Text provided:
---*---
Wednesday, 1 October 2008

Knowingly breaking a rule

or - When to apply the basic principle? -
Guest Post by Luis Leal de Faria

Here is a thought that I would like to share with you and your readers:

In the same report that you mention in your post "Informing the boat within the time limit?" (06 September 2008), there is another issue which for me, is of utmost importance: just at the first paragraph we can read "There was concern about the extent to which sailors; particularly in the 420 class were knowingly infringing rule 31.2, and part 2 rules without taking penalties".

One may say that society is no longer as it was, sailors behavior is no longer as it was and all that bla bla, but it is my opinion that we, judges, mainly international judges, share a great deal of responsibility in that situation.

the Basic Principle "Sportsmanship and the Rules"

From the very first time that I was a member of an International Jury, at that time only as a national judge, I was surprised to see how reluctant judges are in applying the appropriate rules and penalties to boats who, being aware of having broken a rule, did nothing about it. Formerly there was Fundamental Rule D, now we have the Basic Principle "Sportsmanship and the Rules" and rule 2. The result in infringing either former Fundamental Rule D or current rule 2 is the same: DNE (formerly DND).

However, very seldom I see these rules applied. Also very seldom I hear the question "why didn't you take a penalty or retire?" or "did you know that you broke a rule?". More surprisingly to me, also very seldom a penalty of DNE is applied, even after the Jury knows that the competitor was aware of having broken a rule. It is also very rare that I hear any mention of the Basic Principle, the very first rule in the rulebook. However, it is not so uncommon to hear judges complaining of this sort of behavior from sailors.

As a competitor, I once protested a boat for breaking a basic rule (then rule 36, now rule10) and, both in the protest form and at the hearing, I mentioned the infringement of Fundamental Rule D. The protestee acknowledged being aware of the infringement at the time of the incident and not having taken a penalty nor retired, but even though the protest committee did not apply Fundamental Rule D.

Apply rule 2 more often....

If Protest Committees and, mainly International Juries, who are supposed to apply and enforce the rules above everybody else in the sport, do not apply them, why would the sailors care to apply them? It is my strong belief that if we, judges, would apply rule 2 more often to competitors who, being aware of having broken a rule, did not take a penalty nor retired from the race, certainly that sort of attitude would be discouraged and much less common. Sailing would certainly benefit from that.
---*---
Records supplied:
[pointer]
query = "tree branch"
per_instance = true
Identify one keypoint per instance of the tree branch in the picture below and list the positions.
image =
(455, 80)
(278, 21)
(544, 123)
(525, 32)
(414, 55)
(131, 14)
---*---
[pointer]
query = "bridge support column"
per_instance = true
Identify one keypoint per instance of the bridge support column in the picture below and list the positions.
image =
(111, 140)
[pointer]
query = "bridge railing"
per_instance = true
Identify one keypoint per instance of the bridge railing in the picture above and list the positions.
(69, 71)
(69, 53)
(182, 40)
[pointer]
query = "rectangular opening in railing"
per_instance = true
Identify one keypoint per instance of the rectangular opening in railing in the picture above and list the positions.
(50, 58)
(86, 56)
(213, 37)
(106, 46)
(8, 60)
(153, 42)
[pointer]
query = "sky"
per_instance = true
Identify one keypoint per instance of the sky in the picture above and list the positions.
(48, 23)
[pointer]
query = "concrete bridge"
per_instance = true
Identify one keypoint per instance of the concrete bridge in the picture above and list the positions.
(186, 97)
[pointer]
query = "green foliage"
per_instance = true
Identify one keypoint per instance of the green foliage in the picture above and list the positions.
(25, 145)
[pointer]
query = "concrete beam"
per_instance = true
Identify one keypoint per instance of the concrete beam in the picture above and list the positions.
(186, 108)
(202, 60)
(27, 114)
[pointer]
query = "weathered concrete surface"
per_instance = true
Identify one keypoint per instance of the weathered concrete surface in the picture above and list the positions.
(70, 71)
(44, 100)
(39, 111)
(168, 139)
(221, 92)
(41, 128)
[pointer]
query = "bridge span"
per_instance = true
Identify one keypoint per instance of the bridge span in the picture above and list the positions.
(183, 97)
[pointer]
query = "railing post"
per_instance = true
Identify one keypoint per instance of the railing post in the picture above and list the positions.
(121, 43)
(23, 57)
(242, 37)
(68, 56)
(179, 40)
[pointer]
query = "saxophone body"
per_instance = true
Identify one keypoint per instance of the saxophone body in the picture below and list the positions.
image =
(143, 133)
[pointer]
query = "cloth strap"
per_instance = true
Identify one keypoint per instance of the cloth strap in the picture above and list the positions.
---*---
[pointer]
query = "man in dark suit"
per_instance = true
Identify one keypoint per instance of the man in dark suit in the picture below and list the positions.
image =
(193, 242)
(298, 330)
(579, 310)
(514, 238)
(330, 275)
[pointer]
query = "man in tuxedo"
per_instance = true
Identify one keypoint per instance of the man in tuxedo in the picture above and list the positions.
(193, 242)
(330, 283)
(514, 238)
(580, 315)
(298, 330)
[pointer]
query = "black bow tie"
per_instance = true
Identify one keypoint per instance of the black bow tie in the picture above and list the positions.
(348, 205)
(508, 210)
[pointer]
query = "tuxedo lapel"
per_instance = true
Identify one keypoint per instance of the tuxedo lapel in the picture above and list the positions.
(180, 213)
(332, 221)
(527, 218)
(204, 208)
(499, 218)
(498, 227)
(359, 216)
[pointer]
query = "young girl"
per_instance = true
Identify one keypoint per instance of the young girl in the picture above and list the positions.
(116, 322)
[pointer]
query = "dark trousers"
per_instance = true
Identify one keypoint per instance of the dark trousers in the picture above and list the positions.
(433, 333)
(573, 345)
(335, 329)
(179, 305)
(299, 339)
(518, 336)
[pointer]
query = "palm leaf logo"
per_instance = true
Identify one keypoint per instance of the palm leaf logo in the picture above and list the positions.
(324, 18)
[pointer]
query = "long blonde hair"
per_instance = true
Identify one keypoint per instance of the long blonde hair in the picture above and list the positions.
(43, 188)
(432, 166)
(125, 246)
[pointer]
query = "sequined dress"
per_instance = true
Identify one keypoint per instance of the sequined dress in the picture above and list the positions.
---*---
Objective: Using the guest post on knowingly breaking a sailing rule, say whether each statement agrees with it, and answer yes or no, quoting the deciding words: 1. The author first sat on an International Jury as an international judge. 2. Infringing current rule 2 results in DNE. 3. In the protest the author brought as a competitor, the protest committee applied Fundamental Rule D. The listing comes from a separate source.

Output:
1. No: "at that time only as a national judge"
2. Yes: "The result in infringing either former Fundamental Rule D or current rule 2 is the same: DNE (formerly DND)."
3. No: "the protest committee did not apply Fundamental Rule D"